• SOURCE EXTRACT:
----------------------------------------
Montgomery GI Bill - Selected Reserve (MGIB-SR) The MGIB-SR program may be available to you if you are a member of the Selected Reserve. The Selected Reserve includes the Army Reserve, Navy Reserve, Air Force Reserve, Marine Corps Reserve and Coast Guard Reserve, and the Army National Guard and the Air National Guard. This benefit may be used for degree and certificate programs, flight training, apprenticeship/on-the-job training, and correspondence courses. Remedial, deficiency, and refresher courses may be approved under certain circumstances.
Reserve Educational Assistance Program (REAP) REAP was established as a part of the Ronald W. Reagan National Defense Authorization Act for Fiscal Year 2005. It is a new Department of Defense education benefit program designed to provide educational assistance to members of the Reserve components called or ordered to active duty in response to a war or national emergency (contingency operation) as declared by the President or Congress. This new program makes certain reservists who were activated for at least 90 days after September 11, 2001 either eligible for education benefits or eligible for increased benefits.
Veterans Educational Assistance Program (VEAP) Section 901 is an Educational Assistance Test Program created by the Department of Defense Authorization Act of 1981 (Public Law 96-342) to encourage enlistment and reenlistment in the Armed Forces. Benefits are available to individuals who entered on active duty after September 30, 1980, and before October 1, 1981 (or before October 1, 1982, if entry was under a delayed enlistment contract signed between September 30, 1980, and October 1, 1981).
Survivors’ and Dependents’ Educational Assistance Program (DEA) DEA provides education and training opportunities to eligible dependents of veterans who are permanently and totally disabled due to a service-related condition, or who died while on active duty or as a result of a service-related condition. The program offers up to 45 months of education benefits. These benefits may be used for degree and certificate programs, apprenticeship, and on-the-job training. If you are a spouse, you may take a correspondence course. Remedial, deficiency, and refresher courses may be approved under certain circumstances.
----------------------------------------
• Saved entries:
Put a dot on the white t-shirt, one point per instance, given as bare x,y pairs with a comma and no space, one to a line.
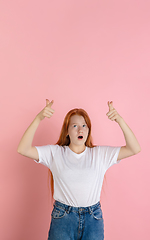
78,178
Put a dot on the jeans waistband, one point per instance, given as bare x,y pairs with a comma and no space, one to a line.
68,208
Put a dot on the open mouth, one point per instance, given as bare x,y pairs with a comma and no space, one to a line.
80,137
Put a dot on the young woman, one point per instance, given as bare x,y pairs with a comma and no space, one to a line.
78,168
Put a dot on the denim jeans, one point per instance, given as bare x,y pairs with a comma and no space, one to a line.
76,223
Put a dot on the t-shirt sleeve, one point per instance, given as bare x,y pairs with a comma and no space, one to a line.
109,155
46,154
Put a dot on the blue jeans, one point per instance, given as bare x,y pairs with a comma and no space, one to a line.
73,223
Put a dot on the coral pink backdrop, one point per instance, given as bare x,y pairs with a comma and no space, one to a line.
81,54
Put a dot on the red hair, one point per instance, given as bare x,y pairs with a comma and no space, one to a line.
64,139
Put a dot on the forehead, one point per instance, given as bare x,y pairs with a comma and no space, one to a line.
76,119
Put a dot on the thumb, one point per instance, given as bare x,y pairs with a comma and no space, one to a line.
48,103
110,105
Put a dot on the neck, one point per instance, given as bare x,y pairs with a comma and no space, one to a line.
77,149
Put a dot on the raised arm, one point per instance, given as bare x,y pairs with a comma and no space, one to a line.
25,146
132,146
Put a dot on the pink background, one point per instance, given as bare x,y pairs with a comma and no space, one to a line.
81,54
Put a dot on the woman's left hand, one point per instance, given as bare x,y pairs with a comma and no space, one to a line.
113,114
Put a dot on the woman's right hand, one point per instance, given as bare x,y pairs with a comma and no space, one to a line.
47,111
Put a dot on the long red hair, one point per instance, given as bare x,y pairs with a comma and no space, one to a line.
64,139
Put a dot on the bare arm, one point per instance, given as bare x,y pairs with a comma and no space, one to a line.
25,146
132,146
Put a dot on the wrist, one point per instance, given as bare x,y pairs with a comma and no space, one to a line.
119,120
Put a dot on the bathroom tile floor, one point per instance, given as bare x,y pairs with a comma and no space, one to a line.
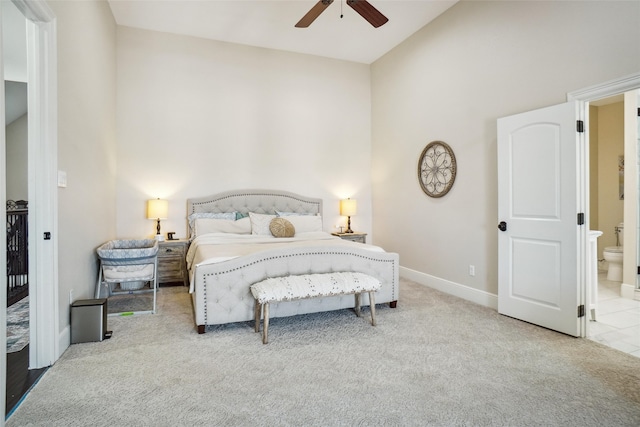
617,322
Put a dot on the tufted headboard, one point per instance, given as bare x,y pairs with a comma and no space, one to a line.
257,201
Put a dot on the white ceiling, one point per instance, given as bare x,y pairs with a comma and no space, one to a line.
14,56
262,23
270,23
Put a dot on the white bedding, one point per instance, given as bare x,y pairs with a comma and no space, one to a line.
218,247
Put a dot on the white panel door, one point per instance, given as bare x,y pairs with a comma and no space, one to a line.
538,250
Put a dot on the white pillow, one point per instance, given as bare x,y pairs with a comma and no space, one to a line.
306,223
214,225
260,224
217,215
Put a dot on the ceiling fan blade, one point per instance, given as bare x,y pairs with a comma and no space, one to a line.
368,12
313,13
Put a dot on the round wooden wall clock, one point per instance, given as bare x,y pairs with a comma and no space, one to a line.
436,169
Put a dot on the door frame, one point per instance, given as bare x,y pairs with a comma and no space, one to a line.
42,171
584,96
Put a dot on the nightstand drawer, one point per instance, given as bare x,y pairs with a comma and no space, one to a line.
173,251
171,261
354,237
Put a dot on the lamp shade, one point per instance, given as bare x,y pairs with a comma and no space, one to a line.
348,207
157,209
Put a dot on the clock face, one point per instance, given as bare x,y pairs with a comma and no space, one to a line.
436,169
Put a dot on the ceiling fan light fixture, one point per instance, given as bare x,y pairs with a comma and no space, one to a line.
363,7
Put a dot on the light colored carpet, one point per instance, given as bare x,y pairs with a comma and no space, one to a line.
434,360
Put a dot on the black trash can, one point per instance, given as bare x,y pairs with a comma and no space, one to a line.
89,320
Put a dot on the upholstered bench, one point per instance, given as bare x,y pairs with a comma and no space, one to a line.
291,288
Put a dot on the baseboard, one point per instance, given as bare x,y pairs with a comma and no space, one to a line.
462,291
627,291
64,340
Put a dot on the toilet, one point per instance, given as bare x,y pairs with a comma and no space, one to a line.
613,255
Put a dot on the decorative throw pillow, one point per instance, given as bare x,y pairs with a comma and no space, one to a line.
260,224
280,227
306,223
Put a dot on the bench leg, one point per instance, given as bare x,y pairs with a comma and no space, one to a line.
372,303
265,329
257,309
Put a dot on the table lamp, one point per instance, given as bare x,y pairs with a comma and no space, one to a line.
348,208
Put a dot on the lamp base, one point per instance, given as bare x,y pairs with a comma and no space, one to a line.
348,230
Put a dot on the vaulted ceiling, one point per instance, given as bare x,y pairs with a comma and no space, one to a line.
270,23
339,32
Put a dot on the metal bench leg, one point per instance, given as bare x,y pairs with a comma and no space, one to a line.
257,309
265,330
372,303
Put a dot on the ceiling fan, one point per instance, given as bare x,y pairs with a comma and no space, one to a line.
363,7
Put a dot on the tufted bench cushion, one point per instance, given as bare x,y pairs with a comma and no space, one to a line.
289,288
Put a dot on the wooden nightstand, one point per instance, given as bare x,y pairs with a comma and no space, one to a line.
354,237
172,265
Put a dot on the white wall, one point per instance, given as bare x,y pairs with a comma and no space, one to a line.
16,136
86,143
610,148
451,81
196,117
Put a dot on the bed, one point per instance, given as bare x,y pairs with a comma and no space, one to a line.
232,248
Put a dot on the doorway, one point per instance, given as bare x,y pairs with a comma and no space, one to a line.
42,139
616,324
----------------------------------------
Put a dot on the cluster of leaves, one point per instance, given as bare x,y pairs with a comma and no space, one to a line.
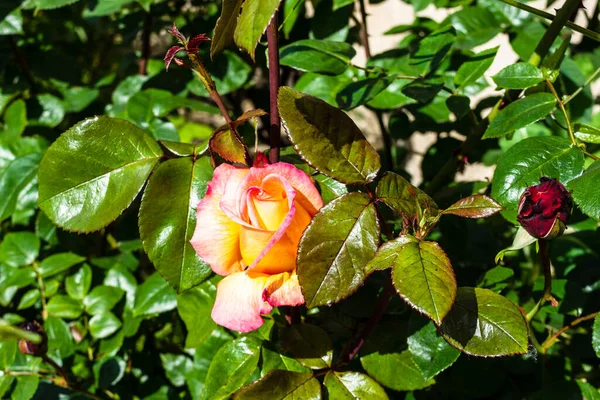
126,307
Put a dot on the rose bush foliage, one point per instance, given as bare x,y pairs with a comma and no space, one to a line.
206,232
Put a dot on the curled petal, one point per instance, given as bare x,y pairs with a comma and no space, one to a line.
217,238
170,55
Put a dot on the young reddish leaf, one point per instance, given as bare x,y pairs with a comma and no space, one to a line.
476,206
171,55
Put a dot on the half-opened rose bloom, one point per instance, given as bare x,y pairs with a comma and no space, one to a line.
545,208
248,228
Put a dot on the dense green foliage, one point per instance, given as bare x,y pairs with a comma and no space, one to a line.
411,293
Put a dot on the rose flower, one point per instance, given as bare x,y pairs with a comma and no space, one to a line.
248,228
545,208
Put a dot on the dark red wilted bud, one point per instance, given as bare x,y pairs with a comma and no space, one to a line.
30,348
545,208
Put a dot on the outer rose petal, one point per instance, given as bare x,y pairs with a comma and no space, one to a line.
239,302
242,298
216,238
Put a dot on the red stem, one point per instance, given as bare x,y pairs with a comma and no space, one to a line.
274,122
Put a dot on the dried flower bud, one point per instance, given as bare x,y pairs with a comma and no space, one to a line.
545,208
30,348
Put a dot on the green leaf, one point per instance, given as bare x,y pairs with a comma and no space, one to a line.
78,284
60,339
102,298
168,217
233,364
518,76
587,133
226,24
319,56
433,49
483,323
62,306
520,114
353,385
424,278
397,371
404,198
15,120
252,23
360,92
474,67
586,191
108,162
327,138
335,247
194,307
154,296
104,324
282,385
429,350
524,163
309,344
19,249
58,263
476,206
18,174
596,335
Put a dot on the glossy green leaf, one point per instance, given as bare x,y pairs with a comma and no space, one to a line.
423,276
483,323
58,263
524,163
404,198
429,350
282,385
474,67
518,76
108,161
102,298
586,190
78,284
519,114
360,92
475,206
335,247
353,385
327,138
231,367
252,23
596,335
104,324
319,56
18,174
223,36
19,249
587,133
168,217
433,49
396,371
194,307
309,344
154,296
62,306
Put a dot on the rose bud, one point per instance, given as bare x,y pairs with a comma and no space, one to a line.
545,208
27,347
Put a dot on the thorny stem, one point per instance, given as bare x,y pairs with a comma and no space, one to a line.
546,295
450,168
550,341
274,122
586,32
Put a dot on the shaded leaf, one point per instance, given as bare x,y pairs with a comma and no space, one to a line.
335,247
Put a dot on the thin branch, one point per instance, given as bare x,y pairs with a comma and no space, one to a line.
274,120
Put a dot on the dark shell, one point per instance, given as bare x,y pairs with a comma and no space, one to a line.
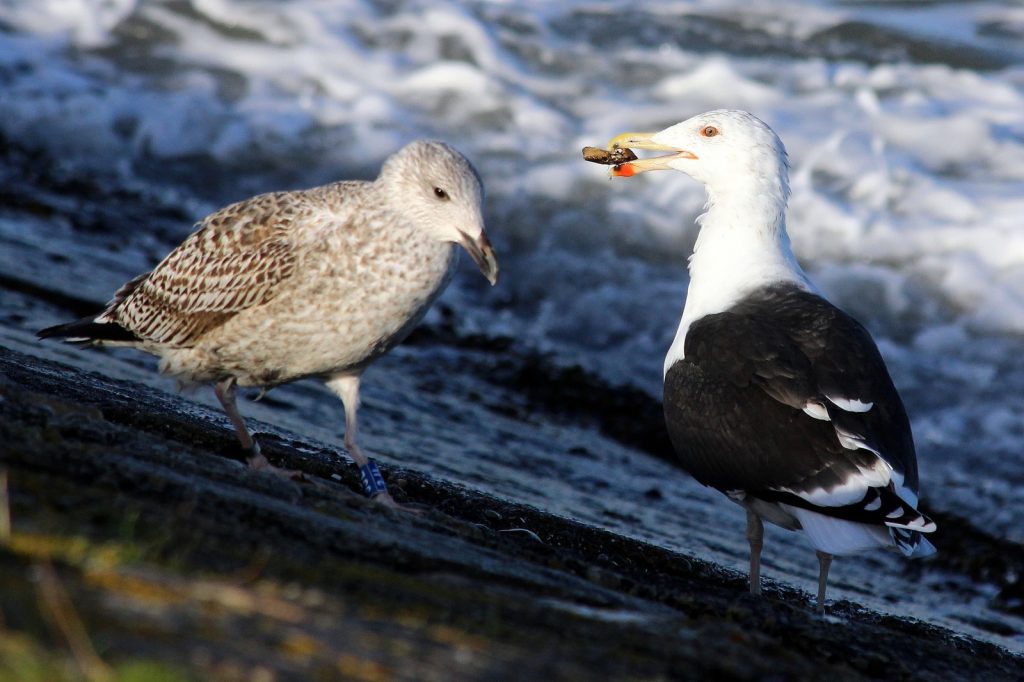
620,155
----------------------------------------
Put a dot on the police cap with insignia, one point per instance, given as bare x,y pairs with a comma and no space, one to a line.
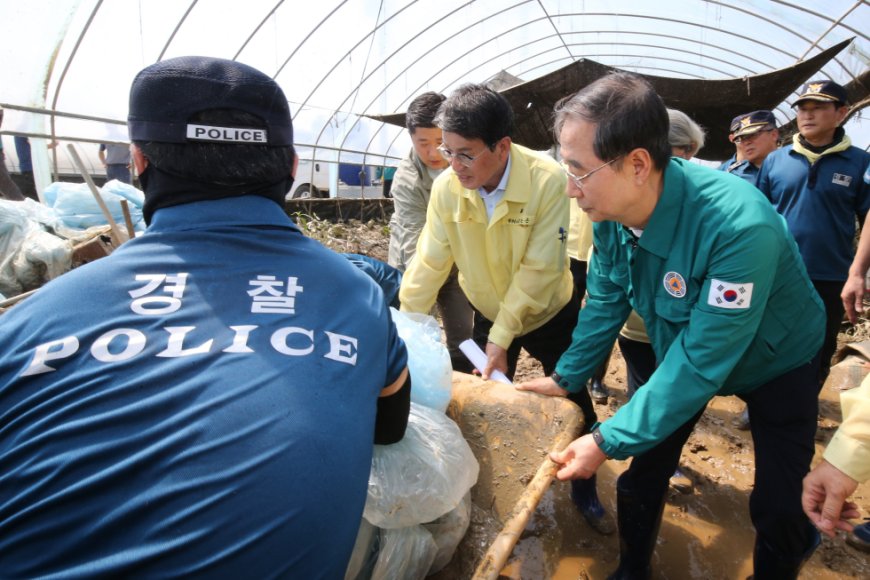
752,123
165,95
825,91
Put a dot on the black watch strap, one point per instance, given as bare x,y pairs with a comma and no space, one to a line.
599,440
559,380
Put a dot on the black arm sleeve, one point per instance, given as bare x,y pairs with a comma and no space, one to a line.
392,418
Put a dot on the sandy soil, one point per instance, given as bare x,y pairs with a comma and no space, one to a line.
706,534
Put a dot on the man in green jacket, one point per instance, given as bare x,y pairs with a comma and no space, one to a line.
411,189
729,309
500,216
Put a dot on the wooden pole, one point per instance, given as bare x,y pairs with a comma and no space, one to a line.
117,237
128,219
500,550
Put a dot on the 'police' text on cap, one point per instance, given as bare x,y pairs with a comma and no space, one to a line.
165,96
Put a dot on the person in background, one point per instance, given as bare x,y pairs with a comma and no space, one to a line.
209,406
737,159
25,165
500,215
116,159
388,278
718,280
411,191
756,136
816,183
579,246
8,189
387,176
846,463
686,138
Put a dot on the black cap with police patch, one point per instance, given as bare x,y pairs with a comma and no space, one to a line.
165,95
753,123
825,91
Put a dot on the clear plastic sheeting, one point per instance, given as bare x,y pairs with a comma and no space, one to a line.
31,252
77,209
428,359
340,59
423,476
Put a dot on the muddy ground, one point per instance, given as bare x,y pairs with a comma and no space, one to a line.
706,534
----------------------------------------
• COMPLETE THE FOLLOWING:
a) From the text on veterans' education programs, reproduce the passage that begins at the words "Veterans Educational Assistance" and ends after the words "October 1, 1981).".
b) According to the text on veterans' education programs, how many months of education benefits does the DEA program offer?

• RESULTS:
a)
Veterans Educational Assistance Program (VEAP) Section 901 is an Educational Assistance Test Program created by the Department of Defense Authorization Act of 1981 (Public Law 96-342) to encourage enlistment and reenlistment in the Armed Forces. Benefits are available to individuals who entered on active duty after September 30, 1980, and before October 1, 1981 (or before October 1, 1982, if entry was under a delayed enlistment contract signed between September 30, 1980, and October 1, 1981).

b) Up to 45 months.